Excerpts from a dataset:
*** Begin section ***
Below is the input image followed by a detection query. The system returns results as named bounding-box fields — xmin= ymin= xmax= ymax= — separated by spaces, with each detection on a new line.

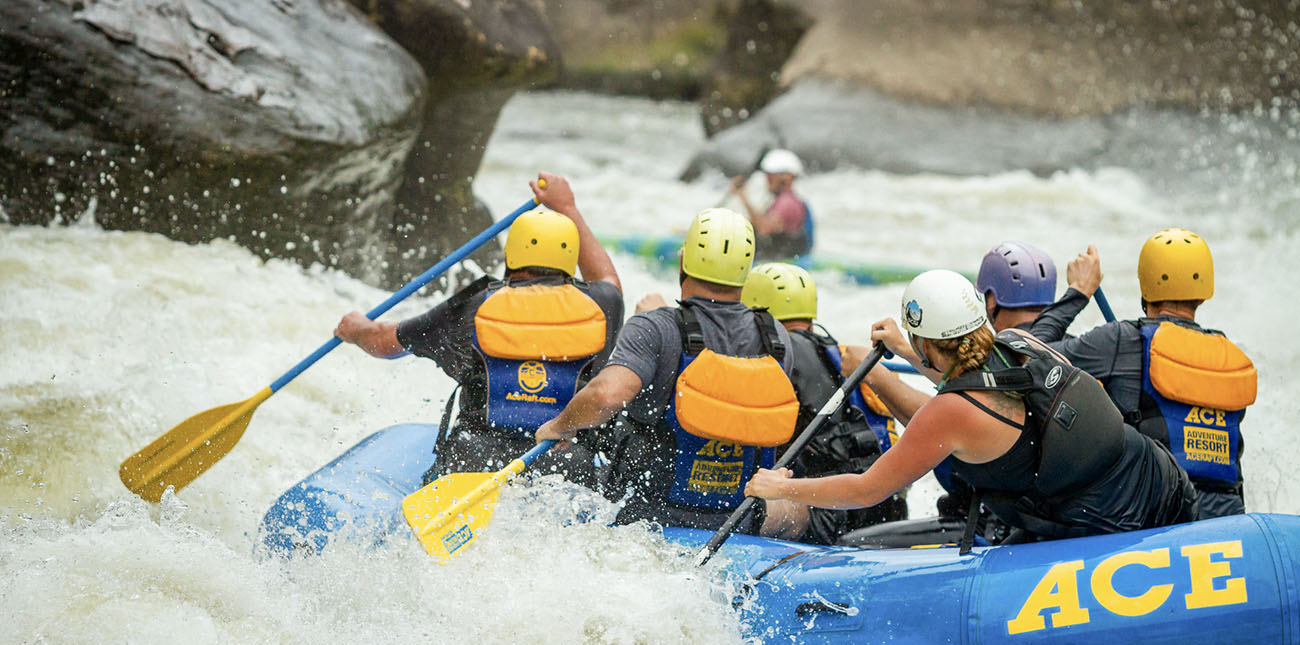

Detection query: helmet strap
xmin=910 ymin=334 xmax=935 ymax=371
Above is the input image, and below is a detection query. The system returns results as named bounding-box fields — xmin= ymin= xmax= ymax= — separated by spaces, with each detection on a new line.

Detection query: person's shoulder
xmin=577 ymin=277 xmax=617 ymax=295
xmin=580 ymin=278 xmax=624 ymax=309
xmin=1151 ymin=315 xmax=1228 ymax=338
xmin=912 ymin=392 xmax=981 ymax=436
xmin=626 ymin=305 xmax=680 ymax=332
xmin=1072 ymin=319 xmax=1137 ymax=342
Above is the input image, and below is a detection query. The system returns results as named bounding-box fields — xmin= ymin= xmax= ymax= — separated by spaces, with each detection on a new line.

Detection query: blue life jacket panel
xmin=1140 ymin=322 xmax=1254 ymax=483
xmin=471 ymin=282 xmax=606 ymax=437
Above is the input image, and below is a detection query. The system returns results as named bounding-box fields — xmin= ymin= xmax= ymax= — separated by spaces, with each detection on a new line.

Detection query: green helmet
xmin=681 ymin=208 xmax=755 ymax=287
xmin=742 ymin=262 xmax=817 ymax=321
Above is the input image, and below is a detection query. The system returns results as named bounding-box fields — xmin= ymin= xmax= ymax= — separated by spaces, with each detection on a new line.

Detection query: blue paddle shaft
xmin=1094 ymin=287 xmax=1117 ymax=323
xmin=269 ymin=196 xmax=540 ymax=392
xmin=520 ymin=440 xmax=558 ymax=468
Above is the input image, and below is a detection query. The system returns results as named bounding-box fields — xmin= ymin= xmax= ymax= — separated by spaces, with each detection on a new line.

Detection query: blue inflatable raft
xmin=261 ymin=424 xmax=1300 ymax=644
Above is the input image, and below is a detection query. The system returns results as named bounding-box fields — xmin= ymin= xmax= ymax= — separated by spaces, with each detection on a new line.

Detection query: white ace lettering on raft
xmin=1006 ymin=540 xmax=1248 ymax=635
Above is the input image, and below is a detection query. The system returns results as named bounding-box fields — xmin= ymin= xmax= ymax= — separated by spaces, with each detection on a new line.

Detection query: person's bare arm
xmin=334 ymin=311 xmax=403 ymax=358
xmin=745 ymin=395 xmax=964 ymax=508
xmin=835 ymin=342 xmax=931 ymax=424
xmin=536 ymin=365 xmax=642 ymax=445
xmin=860 ymin=363 xmax=933 ymax=425
xmin=868 ymin=317 xmax=945 ymax=385
xmin=531 ymin=173 xmax=621 ymax=292
xmin=730 ymin=176 xmax=777 ymax=235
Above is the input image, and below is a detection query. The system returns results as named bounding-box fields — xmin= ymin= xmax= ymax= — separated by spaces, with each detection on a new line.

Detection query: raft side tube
xmin=667 ymin=514 xmax=1300 ymax=644
xmin=260 ymin=425 xmax=1300 ymax=644
xmin=259 ymin=423 xmax=439 ymax=554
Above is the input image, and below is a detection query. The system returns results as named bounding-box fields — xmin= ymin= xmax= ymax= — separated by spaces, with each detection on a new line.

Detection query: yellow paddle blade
xmin=119 ymin=387 xmax=271 ymax=502
xmin=402 ymin=471 xmax=512 ymax=563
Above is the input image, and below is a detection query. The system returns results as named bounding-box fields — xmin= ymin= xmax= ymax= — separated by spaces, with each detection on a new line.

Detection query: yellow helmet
xmin=742 ymin=263 xmax=817 ymax=321
xmin=505 ymin=209 xmax=579 ymax=275
xmin=1138 ymin=228 xmax=1214 ymax=302
xmin=681 ymin=208 xmax=755 ymax=287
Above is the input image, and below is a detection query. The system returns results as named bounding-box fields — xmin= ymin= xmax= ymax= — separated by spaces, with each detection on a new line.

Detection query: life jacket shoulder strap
xmin=676 ymin=301 xmax=707 ymax=354
xmin=676 ymin=301 xmax=785 ymax=363
xmin=793 ymin=327 xmax=842 ymax=380
xmin=937 ymin=363 xmax=1034 ymax=394
xmin=753 ymin=308 xmax=787 ymax=364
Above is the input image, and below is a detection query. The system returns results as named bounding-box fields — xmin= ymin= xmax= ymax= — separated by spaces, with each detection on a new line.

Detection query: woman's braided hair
xmin=927 ymin=325 xmax=995 ymax=378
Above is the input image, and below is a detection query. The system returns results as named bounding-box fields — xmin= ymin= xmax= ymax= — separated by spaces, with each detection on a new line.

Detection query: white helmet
xmin=900 ymin=270 xmax=988 ymax=340
xmin=759 ymin=148 xmax=803 ymax=176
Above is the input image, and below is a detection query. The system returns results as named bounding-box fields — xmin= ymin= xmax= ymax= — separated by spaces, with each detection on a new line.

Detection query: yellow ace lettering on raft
xmin=1007 ymin=540 xmax=1248 ymax=635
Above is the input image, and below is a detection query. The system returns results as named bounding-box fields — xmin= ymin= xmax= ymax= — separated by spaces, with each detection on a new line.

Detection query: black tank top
xmin=948 ymin=392 xmax=1039 ymax=493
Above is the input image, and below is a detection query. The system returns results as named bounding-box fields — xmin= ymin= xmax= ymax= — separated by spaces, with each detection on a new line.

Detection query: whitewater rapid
xmin=3 ymin=90 xmax=1298 ymax=642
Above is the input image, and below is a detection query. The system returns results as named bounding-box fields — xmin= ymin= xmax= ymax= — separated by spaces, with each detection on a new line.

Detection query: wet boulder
xmin=699 ymin=0 xmax=811 ymax=137
xmin=345 ymin=0 xmax=560 ymax=286
xmin=0 ymin=0 xmax=426 ymax=285
xmin=682 ymin=79 xmax=1112 ymax=179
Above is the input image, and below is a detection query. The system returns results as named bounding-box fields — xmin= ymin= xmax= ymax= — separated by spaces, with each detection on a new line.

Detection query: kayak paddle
xmin=695 ymin=343 xmax=888 ymax=566
xmin=119 ymin=190 xmax=546 ymax=502
xmin=403 ymin=440 xmax=557 ymax=563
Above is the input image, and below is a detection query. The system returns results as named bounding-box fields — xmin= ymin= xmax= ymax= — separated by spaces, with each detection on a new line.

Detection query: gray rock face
xmin=682 ymin=78 xmax=1300 ymax=203
xmin=699 ymin=0 xmax=811 ymax=137
xmin=0 ymin=0 xmax=426 ymax=284
xmin=685 ymin=80 xmax=1110 ymax=179
xmin=783 ymin=0 xmax=1300 ymax=118
xmin=347 ymin=0 xmax=560 ymax=286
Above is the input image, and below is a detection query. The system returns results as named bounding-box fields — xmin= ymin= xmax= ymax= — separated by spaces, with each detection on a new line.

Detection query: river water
xmin=3 ymin=90 xmax=1297 ymax=642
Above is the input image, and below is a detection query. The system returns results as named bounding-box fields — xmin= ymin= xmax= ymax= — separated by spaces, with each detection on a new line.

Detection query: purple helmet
xmin=977 ymin=241 xmax=1057 ymax=308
*** End section ***
Your objective — Return all of the lines above without alteration, minus the pictures.

Result of this exercise —
Below is the input image followed by a detection query. The system returns results as named bounding-box fields — xmin= ymin= xmax= ymax= — separated by spaces, with each detection on a new line.


Detection query: helmet strap
xmin=910 ymin=334 xmax=935 ymax=371
Above is the input image, and below is a detection query. The system returns results as named bounding-box fields — xmin= ymin= xmax= ymax= — separated by spaces, with each detection on a new line.

Detection query: person's shoulder
xmin=577 ymin=277 xmax=617 ymax=295
xmin=580 ymin=278 xmax=624 ymax=309
xmin=1151 ymin=315 xmax=1228 ymax=338
xmin=912 ymin=392 xmax=981 ymax=436
xmin=626 ymin=305 xmax=680 ymax=332
xmin=1072 ymin=319 xmax=1137 ymax=342
Above is the input image, and below is a detection query. The system returns results as named bounding-box fields — xmin= ymin= xmax= ymax= — separated by spaces, with each detection on a new line.

Detection query: blue life jacket panel
xmin=1140 ymin=322 xmax=1254 ymax=483
xmin=471 ymin=282 xmax=606 ymax=437
Above is the input image, and below is a detection query. The system returns results as named bounding-box fields — xmin= ymin= xmax= ymax= — separated by spaces, with each detection on a new line.

Detection query: green helmet
xmin=681 ymin=208 xmax=755 ymax=287
xmin=742 ymin=262 xmax=817 ymax=321
Above is the input image, and below is a detection query. The system returns results as named bounding-box fields — xmin= ymin= xmax= ymax= — separated by spaces, with each detection on a new line.

Detection query: blue paddle shaft
xmin=1094 ymin=287 xmax=1117 ymax=323
xmin=269 ymin=196 xmax=540 ymax=392
xmin=520 ymin=440 xmax=558 ymax=468
Above is the input image, and below is a detection query. The system returns results as named bounding-box fields — xmin= ymin= xmax= ymax= — separated by spaces, with each detection on a new line.

Detection query: blue inflatable raft
xmin=261 ymin=424 xmax=1300 ymax=644
Above is the input image, and below is a detection query. The system returns results as named bounding-box fields — xmin= ymin= xmax= ymax= — separated by spaces, with each detection on a new line.

Detection query: white ace lettering on raft
xmin=1006 ymin=540 xmax=1248 ymax=635
Above is the input image, and below is a detection query. The system returns results as named bounding-box fields — xmin= ymin= xmax= ymax= — separated by spaces, with each detection on a new line.

Detection query: person's bare arm
xmin=334 ymin=311 xmax=403 ymax=358
xmin=745 ymin=395 xmax=964 ymax=508
xmin=835 ymin=342 xmax=931 ymax=424
xmin=536 ymin=365 xmax=642 ymax=445
xmin=860 ymin=363 xmax=933 ymax=425
xmin=868 ymin=317 xmax=945 ymax=385
xmin=531 ymin=173 xmax=621 ymax=292
xmin=730 ymin=176 xmax=777 ymax=235
Above is the input image, and below is a detection query. The system returns results as named bounding-box fields — xmin= ymin= xmax= ymax= — separated by spaces, with each detection on a new line.

Detection query: raft side tube
xmin=667 ymin=514 xmax=1300 ymax=644
xmin=260 ymin=425 xmax=1300 ymax=644
xmin=259 ymin=423 xmax=439 ymax=554
Above is the input image, and below is a detection query. The system returns results as named bounding-box fields — xmin= ymin= xmax= ymax= — separated by spaces, with each detection on a new line.

Detection query: yellow paddle blade
xmin=119 ymin=387 xmax=271 ymax=502
xmin=402 ymin=471 xmax=512 ymax=563
Above is the input image, and below is a detection query. The system returns results as named bounding-box fields — xmin= ymin= xmax= ymax= — separated by spaces, with each detection on a new line.

Detection query: yellow helmet
xmin=742 ymin=263 xmax=817 ymax=321
xmin=505 ymin=209 xmax=579 ymax=275
xmin=1138 ymin=228 xmax=1214 ymax=302
xmin=681 ymin=208 xmax=755 ymax=287
Above is the input image, and below is a detection query. The system returns results as named bounding-box fields — xmin= ymin= xmax= ymax= — separated by spaces, with each detection on a new line.

Detection query: life jacket shoulder strap
xmin=676 ymin=301 xmax=707 ymax=354
xmin=676 ymin=301 xmax=785 ymax=363
xmin=793 ymin=327 xmax=842 ymax=380
xmin=937 ymin=363 xmax=1034 ymax=394
xmin=753 ymin=308 xmax=787 ymax=364
Above is the input image, and below is a detection query. The system returns results as named bounding-box fields — xmin= ymin= xmax= ymax= — separated by spaces, with each detection on a new line.

Detection query: woman's braided hair
xmin=927 ymin=325 xmax=995 ymax=378
Above is the input image, and below is a detection query. The system returns results as named bounding-box fields — xmin= ymin= xmax= ymax= — separated by spaces, with each detection on a new line.

Detection query: white helmet
xmin=900 ymin=270 xmax=988 ymax=340
xmin=759 ymin=148 xmax=803 ymax=176
Above is the input image, and below is a detection query. The system returns results as named bounding-box fields — xmin= ymin= xmax= ymax= — separated by spaces, with each detection on a new line.

Detection query: yellow ace lettering on raft
xmin=1007 ymin=540 xmax=1248 ymax=635
Above is the input image, and below is a detection query. The system returns results as named bounding-box fields — xmin= ymin= xmax= ymax= — separated by spaces, with each detection on a new line.

Detection query: black tank top
xmin=948 ymin=392 xmax=1039 ymax=493
Above is the input image, and below is a detection query. The system returns results as named bounding-box fields — xmin= ymin= xmax= ymax= — separated by spaces, with each detection on a new line.

Detection query: whitewater rapid
xmin=3 ymin=90 xmax=1298 ymax=642
Above is the input image, and below is a detection query. The system returns results as named bounding-box fields — xmin= ymin= xmax= ymax= — separated by spaces, with each detection on a new line.

Detection query: wet boulder
xmin=699 ymin=0 xmax=811 ymax=137
xmin=345 ymin=0 xmax=560 ymax=286
xmin=0 ymin=0 xmax=426 ymax=285
xmin=682 ymin=79 xmax=1112 ymax=179
Above is the input image, and below is a detection query. The system returns results as named bounding-box fields — xmin= ymin= xmax= ymax= — separated by spaces, with each detection on a new line.

Detection query: kayak paddle
xmin=695 ymin=343 xmax=888 ymax=566
xmin=119 ymin=190 xmax=546 ymax=502
xmin=403 ymin=440 xmax=557 ymax=563
Above is the input image, and below is a detection query. The system returns results as named bounding-box fields — xmin= ymin= xmax= ymax= — separated by spaces, with each detection on a new line.

Detection query: gray rock face
xmin=682 ymin=78 xmax=1300 ymax=203
xmin=699 ymin=0 xmax=811 ymax=137
xmin=0 ymin=0 xmax=426 ymax=284
xmin=685 ymin=80 xmax=1110 ymax=179
xmin=783 ymin=0 xmax=1300 ymax=118
xmin=347 ymin=0 xmax=560 ymax=286
Above is the input image, and below is a detection query. The system returns results as named bounding-box fields — xmin= ymin= xmax= ymax= — separated by spaces, with each detection on a new line.

Detection query: river water
xmin=3 ymin=90 xmax=1297 ymax=642
Above is the input image, and below is a detection query. The system returns results as named bounding-box fields — xmin= ymin= xmax= ymax= — separated by spaces, with each detection on a new line.

Detection query: purple helmet
xmin=977 ymin=241 xmax=1057 ymax=308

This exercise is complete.